▸ **Task A**
Answer these questions from the passage about the writer's father:
(i) Where was the writer coming from when the news of the father's death arrived?
(ii) Which team won the World Series that evening?
(iii) In what part of the house did the writer watch the polling results?
▸ **Task B**
Please list every topic on which the writer of the passage about the writer's father wonders what the father would think.
▸ **Task C**
In one to three sentences, explain why, according to the passage about the writer's father, the writer knew something was very wrong on leaving the movie.

▸ **Passage to read**
********************

I wonder what my dad would think about the pandemic, quarantine, and how many loved ones are social distancing or spending time apart.
This is just one of several thoughts I’ve had wondering what my dad would have to say or what he would think about something going on in the world.
These internal questions started the day he died. Literally. I got the news he died when I left a movie theater. I got out of the movie and saw that I had a lot of missed calls and although I wasn’t sure what it was, I knew something was very wrong. I was in shock. When I got to my apartment I robotically threw things in a bag. I couldn’t tell you what I packed. When I got back to my childhood home I cried and hugged my mom and then I sat on the couch surrounded by my mom, a few of my aunts and uncles, and family friends and looked at the TV screen. The Chicago Cubs were playing in the World Series and they won. I wonder what my dad would think about the Cubs finally winning another World Series.
A few days after the Cubs won, Donald Trump was elected as president. I remember watching the polling results in the basement of my parent’s house, surrounded by my brother and my cousin. When we realized the outcome was going to be in Trump’s favor, I wondered what my dad would think about it.
I’ve had a lot of other questions or thoughts like this over the past four and a half years.

********************

▸ **Data**
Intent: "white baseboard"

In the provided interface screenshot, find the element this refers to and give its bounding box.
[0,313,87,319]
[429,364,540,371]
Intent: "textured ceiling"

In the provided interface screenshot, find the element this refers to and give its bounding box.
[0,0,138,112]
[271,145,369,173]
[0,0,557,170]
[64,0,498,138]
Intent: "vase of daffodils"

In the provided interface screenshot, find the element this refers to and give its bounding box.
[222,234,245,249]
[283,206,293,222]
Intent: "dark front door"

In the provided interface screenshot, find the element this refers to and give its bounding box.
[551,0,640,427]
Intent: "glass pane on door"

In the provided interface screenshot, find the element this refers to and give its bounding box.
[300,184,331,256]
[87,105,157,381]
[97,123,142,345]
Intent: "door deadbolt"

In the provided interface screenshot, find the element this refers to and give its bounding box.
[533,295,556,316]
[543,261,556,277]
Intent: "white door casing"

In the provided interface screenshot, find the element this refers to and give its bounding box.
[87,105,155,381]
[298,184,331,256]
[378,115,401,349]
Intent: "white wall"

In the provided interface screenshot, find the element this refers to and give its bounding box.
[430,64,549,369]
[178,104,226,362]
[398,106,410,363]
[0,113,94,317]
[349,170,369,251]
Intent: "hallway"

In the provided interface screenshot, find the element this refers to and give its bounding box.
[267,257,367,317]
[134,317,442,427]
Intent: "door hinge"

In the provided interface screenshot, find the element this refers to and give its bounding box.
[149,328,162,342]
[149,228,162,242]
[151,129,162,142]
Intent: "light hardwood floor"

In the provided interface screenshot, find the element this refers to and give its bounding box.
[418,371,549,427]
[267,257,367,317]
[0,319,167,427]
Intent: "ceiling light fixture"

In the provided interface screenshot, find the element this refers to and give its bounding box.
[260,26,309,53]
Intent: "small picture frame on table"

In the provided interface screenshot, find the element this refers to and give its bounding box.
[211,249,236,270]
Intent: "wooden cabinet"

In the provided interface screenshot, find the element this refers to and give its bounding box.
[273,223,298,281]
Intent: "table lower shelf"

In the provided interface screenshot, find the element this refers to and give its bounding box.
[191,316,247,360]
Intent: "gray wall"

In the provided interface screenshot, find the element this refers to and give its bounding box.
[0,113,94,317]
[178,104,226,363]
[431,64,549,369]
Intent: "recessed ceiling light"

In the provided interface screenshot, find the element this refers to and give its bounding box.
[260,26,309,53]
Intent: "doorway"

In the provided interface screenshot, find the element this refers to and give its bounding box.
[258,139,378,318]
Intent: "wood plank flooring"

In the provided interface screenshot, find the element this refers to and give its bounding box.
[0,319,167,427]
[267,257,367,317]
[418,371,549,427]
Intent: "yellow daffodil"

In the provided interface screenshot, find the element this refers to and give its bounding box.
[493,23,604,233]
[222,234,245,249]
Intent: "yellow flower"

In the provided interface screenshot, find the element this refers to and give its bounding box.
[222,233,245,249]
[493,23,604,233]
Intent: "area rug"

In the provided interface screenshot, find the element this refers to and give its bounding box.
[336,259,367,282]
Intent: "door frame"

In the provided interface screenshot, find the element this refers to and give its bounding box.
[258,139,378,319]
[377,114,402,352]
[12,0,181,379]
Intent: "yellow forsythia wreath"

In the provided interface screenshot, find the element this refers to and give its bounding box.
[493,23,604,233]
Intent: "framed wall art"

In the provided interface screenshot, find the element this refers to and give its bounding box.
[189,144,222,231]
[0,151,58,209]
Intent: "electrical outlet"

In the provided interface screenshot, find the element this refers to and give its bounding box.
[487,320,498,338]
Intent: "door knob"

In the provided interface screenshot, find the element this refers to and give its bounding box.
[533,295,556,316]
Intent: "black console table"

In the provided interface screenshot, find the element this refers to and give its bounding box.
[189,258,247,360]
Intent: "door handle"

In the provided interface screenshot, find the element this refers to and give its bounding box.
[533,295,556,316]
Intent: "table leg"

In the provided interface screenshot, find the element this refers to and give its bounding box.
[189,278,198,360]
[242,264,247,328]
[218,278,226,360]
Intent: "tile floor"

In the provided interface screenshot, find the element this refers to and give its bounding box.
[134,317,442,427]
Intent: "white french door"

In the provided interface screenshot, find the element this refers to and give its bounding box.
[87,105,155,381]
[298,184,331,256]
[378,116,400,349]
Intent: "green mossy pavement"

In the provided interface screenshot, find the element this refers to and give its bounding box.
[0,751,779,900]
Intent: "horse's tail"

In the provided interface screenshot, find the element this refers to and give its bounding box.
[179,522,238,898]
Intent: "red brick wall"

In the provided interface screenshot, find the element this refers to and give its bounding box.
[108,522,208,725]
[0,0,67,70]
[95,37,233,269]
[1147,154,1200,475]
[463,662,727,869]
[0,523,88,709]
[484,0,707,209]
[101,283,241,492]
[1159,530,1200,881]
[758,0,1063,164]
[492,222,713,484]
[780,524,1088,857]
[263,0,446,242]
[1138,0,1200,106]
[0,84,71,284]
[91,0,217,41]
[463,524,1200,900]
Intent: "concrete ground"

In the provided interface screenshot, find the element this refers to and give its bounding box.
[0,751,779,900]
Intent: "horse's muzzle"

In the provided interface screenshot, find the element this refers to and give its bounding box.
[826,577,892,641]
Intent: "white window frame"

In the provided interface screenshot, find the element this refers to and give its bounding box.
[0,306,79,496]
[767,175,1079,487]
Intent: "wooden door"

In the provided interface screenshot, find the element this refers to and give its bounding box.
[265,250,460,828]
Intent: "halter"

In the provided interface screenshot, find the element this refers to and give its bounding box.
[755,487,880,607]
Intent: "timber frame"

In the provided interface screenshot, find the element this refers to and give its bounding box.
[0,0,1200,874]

********************

▸ **Expected output A**
(i) A movie theater.
(ii) The Chicago Cubs.
(iii) The basement of the parents' house.

▸ **Expected output B**
- The pandemic
- Quarantine
- How many loved ones are social distancing or spending time apart
- The Cubs finally winning another World Series
- Donald Trump's election as president

▸ **Expected output C**
On leaving the movie, the writer saw a lot of missed calls. Without knowing what they were about, the writer took them as a sign that something was very wrong.